### Textblock
◆ ◆ ◆

22 Jahre sind in der Politik nicht gerade eine kurze Zeit. Im Land Berlin ist das die Spanne, in der das Rote Rathaus wieder von der SPD geführt wird. Nie derart unangefochten wie in der Nachkriegszeit, aber das immer diverser werdende Berlin doch zusammenführend. In einer Stadt, in der zur Führungsrolle inzwischen schon Ergebnisse um die 20 Prozent reichen.

Nach dem Wiederholungswahl-Beben vom 12. Februar gibt es insofern teils eine wirklich neue Lage, realpolitisch betrachtet aber doch vor allem eine neue Mischung. Eine, in der sich die verbreitete schlechte Laune beim Gedanken ans Stadtpolitische spiegelt. Mit einer CDU zwar ganz vorne, von der gleichzeitig niemand viel erwartet. Aber auch eine Neumischung, die das ewige Werden in dieser Stadt spiegelt: Schon wieder ist es, herbeigeführt diesmal nach fast schon ortsüblichem Verwaltungsversagen, eine Gewichtsverschiebung, die zu ausführlicher Selbstbeschäftigung einlädt.

Wenn in Berlin etwas seit Langem fehlt, dann ist es eine Kultur des konsequenten Handelns. Die hat keine Chance, solange Landes- und Bezirksebene sich immer wieder gegenseitig blockieren, solange die zur klaren Aufgabenteilung nötigen Verfassungsänderungen nicht zustandekommen. Und die daraus entstehenden Interessenkonflikte letztlich doch wieder nur übers Geld geregelt werden. Methode Neuverschuldung, damit alle zufrieden sind. So gesehen: jetzt also der nächste Anlauf mit den neu gemischten Karten.

◆ ◆ ◆

### Aufgaben
a. An welchem Datum fand laut dem Textblock die Wiederholungswahl statt?
b. Gib den Abschnitt aus dem Textblock wortgetreu aus: Setze bei den Worten „Wenn in Berlin“ ein und höre nach „neu gemischten Karten.“ auf.
c. Übersetze den folgenden Satz aus dem Textblock ins Englische: „Wenn in Berlin etwas seit Langem fehlt, dann ist es eine Kultur des konsequenten Handelns.“

◆ ◆ ◆

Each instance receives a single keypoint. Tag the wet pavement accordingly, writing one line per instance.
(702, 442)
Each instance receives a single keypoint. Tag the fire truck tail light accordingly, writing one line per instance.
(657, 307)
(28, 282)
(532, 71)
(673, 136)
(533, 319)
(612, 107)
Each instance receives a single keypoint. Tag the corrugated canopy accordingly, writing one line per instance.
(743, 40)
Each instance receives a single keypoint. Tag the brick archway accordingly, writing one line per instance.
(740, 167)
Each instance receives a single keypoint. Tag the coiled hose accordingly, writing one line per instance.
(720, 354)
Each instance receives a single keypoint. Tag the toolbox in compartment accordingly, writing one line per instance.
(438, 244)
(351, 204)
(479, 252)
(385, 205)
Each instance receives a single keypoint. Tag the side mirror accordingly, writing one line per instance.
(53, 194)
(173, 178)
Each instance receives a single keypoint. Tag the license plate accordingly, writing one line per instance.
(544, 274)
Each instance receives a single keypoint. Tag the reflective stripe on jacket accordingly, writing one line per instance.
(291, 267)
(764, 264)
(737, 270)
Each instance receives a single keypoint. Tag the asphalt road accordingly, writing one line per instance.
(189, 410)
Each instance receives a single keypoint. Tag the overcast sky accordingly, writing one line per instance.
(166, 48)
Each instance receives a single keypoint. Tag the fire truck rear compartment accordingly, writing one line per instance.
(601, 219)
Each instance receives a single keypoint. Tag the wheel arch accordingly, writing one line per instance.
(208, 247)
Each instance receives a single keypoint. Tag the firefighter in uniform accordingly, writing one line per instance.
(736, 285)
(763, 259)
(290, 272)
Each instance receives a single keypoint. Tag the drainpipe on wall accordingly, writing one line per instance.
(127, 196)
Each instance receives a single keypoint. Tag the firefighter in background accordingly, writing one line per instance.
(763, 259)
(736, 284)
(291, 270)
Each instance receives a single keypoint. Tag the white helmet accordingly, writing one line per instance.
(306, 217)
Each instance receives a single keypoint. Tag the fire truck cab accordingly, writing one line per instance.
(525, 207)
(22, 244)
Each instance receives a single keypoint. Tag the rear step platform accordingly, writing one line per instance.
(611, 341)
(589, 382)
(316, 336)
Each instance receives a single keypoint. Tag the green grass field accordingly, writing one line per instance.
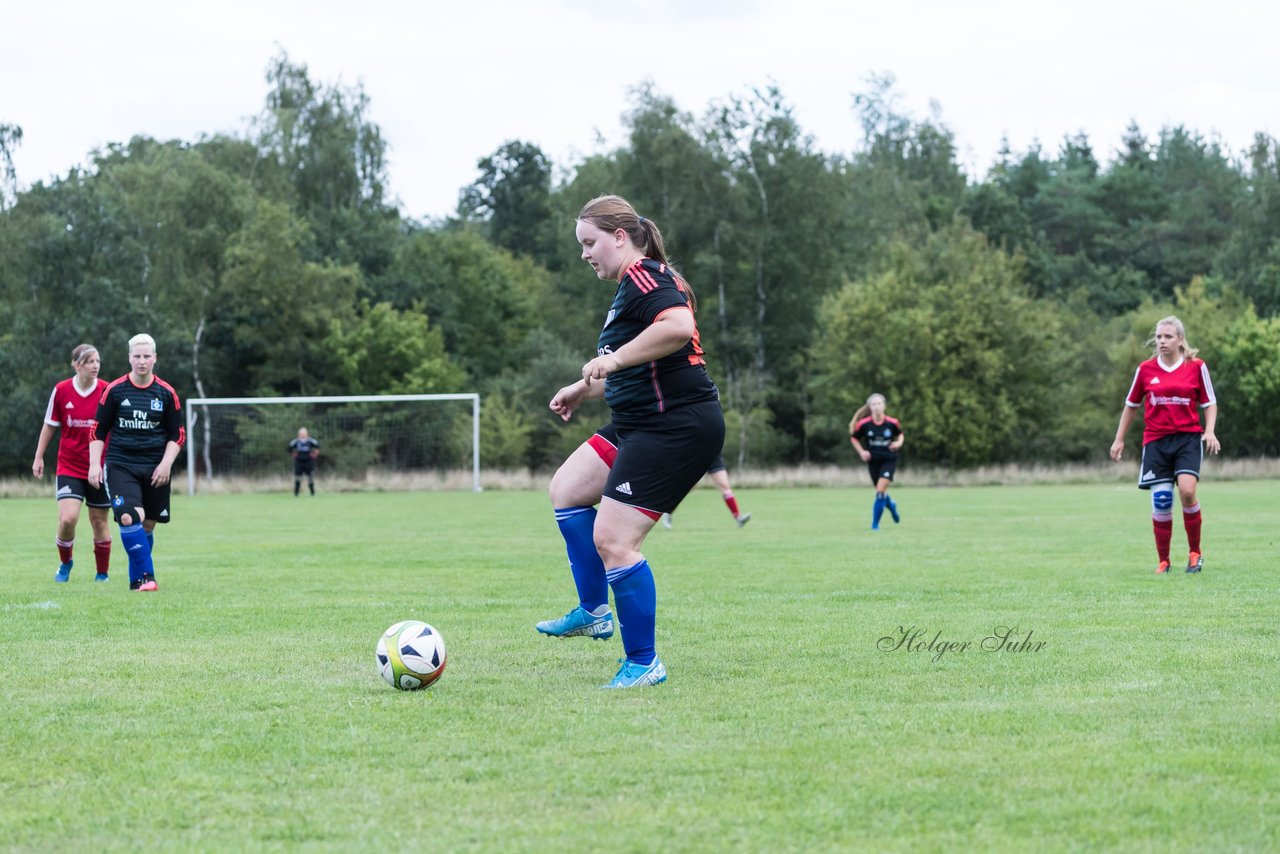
(241, 708)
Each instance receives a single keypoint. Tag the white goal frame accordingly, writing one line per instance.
(332, 398)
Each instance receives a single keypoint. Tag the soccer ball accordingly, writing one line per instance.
(411, 654)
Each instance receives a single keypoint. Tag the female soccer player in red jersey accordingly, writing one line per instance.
(877, 438)
(668, 428)
(1171, 387)
(73, 406)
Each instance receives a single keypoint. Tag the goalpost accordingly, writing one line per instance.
(248, 437)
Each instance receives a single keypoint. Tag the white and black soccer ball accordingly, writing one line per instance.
(411, 654)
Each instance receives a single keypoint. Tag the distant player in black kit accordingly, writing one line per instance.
(142, 416)
(667, 423)
(305, 451)
(877, 438)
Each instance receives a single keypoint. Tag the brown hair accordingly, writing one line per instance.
(863, 410)
(1187, 350)
(81, 354)
(611, 213)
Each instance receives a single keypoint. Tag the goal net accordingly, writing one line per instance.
(365, 442)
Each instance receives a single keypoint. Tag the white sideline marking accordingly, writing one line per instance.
(42, 606)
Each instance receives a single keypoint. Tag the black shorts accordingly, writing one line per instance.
(131, 487)
(1169, 456)
(81, 489)
(882, 467)
(657, 465)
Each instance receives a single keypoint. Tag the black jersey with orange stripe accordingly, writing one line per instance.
(635, 394)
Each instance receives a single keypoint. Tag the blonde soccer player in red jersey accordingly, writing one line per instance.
(72, 409)
(1171, 387)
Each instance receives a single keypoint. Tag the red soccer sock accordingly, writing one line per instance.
(1164, 529)
(1192, 521)
(103, 555)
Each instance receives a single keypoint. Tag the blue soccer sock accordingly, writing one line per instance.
(138, 551)
(577, 528)
(636, 602)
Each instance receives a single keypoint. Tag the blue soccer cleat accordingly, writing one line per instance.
(632, 675)
(579, 622)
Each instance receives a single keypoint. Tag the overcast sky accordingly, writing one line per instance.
(449, 82)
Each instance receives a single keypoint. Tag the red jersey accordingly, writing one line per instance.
(74, 412)
(1173, 396)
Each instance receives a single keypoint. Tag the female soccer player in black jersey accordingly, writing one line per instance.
(877, 438)
(668, 425)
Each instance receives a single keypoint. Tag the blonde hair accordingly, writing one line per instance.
(1171, 320)
(611, 213)
(82, 354)
(863, 410)
(142, 338)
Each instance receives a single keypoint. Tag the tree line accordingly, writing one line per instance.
(1001, 315)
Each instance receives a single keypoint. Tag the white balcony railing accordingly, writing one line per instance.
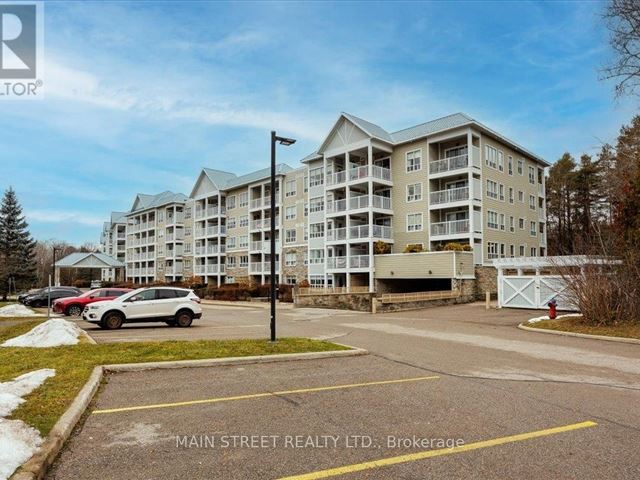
(360, 231)
(450, 228)
(450, 195)
(359, 173)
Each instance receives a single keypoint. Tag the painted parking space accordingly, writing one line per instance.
(309, 419)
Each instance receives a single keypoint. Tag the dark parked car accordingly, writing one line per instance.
(41, 298)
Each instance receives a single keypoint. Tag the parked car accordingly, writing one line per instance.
(75, 305)
(175, 306)
(41, 298)
(35, 291)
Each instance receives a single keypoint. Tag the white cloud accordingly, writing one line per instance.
(65, 217)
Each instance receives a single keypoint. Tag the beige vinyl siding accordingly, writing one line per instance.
(424, 265)
(517, 209)
(401, 178)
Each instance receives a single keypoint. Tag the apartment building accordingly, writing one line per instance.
(448, 180)
(155, 232)
(113, 242)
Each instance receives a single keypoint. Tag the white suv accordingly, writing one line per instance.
(175, 306)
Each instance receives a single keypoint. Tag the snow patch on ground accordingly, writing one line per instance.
(52, 333)
(559, 317)
(17, 310)
(18, 441)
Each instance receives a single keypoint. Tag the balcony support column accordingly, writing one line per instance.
(470, 183)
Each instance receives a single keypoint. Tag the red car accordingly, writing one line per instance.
(75, 305)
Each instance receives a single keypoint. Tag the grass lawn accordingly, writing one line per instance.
(73, 364)
(574, 324)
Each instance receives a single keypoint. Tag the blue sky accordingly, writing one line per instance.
(141, 95)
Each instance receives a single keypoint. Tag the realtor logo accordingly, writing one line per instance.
(18, 39)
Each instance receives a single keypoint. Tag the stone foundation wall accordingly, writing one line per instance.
(404, 306)
(343, 301)
(486, 280)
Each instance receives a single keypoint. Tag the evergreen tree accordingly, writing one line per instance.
(17, 260)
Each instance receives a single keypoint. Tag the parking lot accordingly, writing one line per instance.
(524, 404)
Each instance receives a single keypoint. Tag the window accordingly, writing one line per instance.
(290, 188)
(490, 156)
(316, 256)
(414, 160)
(492, 189)
(492, 250)
(492, 219)
(317, 230)
(316, 176)
(414, 192)
(414, 222)
(316, 204)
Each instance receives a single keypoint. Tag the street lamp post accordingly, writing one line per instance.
(273, 290)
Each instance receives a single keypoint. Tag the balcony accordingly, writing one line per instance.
(365, 172)
(456, 227)
(360, 232)
(452, 164)
(450, 195)
(358, 202)
(354, 261)
(211, 231)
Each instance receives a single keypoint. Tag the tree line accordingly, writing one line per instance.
(593, 204)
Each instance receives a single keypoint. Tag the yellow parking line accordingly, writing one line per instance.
(385, 462)
(261, 395)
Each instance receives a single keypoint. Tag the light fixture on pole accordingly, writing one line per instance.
(273, 291)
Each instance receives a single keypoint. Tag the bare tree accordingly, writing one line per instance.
(623, 21)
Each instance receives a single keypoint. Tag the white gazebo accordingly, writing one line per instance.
(90, 260)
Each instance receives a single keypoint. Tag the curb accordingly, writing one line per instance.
(36, 467)
(580, 335)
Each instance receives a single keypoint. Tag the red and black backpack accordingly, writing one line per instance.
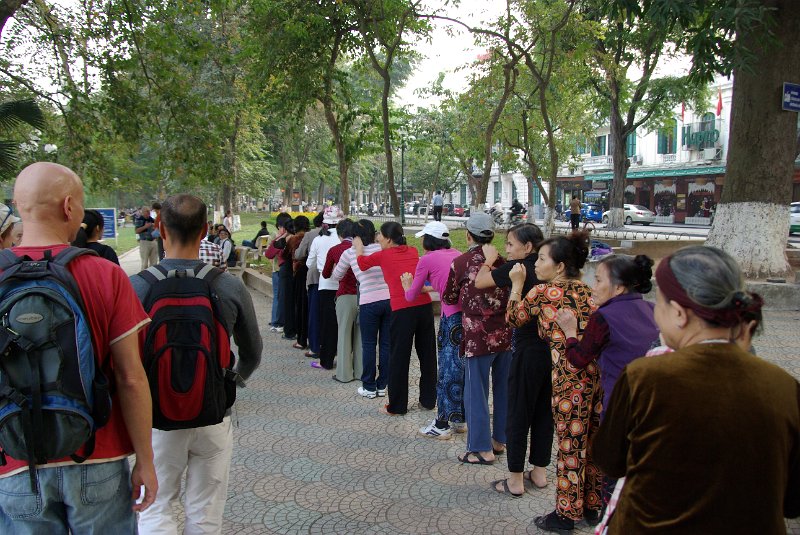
(187, 352)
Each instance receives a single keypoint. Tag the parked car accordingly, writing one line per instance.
(589, 212)
(635, 213)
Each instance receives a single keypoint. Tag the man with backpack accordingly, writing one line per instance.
(69, 328)
(194, 309)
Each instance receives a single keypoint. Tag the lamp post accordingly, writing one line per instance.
(403, 181)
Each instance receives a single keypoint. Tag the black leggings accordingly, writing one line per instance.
(529, 406)
(407, 325)
(329, 331)
(301, 305)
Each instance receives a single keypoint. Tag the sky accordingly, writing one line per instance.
(448, 50)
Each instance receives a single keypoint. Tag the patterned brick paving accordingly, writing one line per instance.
(313, 457)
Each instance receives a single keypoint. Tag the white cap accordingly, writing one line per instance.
(436, 229)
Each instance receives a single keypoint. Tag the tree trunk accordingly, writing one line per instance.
(387, 144)
(751, 222)
(616, 199)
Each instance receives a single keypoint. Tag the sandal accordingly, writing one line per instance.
(505, 489)
(480, 460)
(527, 478)
(555, 523)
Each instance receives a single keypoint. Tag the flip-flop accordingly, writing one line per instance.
(384, 409)
(480, 460)
(505, 489)
(527, 478)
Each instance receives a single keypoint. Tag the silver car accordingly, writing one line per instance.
(635, 213)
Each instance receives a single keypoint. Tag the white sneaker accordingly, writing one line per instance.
(459, 427)
(431, 431)
(369, 394)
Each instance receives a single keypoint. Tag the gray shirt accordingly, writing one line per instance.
(238, 314)
(301, 253)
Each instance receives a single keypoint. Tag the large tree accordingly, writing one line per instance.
(628, 53)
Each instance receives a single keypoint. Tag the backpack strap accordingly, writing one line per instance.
(8, 259)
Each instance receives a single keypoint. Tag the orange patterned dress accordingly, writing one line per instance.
(576, 392)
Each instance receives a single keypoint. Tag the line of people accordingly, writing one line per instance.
(552, 349)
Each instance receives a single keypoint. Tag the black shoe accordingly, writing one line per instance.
(555, 523)
(592, 517)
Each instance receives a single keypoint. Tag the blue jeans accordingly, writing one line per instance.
(375, 319)
(476, 399)
(450, 386)
(277, 305)
(85, 498)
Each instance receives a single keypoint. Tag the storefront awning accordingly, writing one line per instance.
(651, 173)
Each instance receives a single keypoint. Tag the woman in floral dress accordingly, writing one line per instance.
(576, 391)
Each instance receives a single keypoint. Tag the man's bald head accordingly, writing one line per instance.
(50, 194)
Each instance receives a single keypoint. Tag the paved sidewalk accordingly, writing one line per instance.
(311, 456)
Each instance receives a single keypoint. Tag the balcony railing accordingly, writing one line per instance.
(595, 163)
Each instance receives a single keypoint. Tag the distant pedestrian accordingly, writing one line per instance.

◆ ◆ ◆

### Lösungen
a. Am 12. Februar.

b.
Wenn in Berlin etwas seit Langem fehlt, dann ist es eine Kultur des konsequenten Handelns. Die hat keine Chance, solange Landes- und Bezirksebene sich immer wieder gegenseitig blockieren, solange die zur klaren Aufgabenteilung nötigen Verfassungsänderungen nicht zustandekommen. Und die daraus entstehenden Interessenkonflikte letztlich doch wieder nur übers Geld geregelt werden. Methode Neuverschuldung, damit alle zufrieden sind. So gesehen: jetzt also der nächste Anlauf mit den neu gemischten Karten.

c. If there is one thing Berlin has long been lacking, it is a culture of consistent action.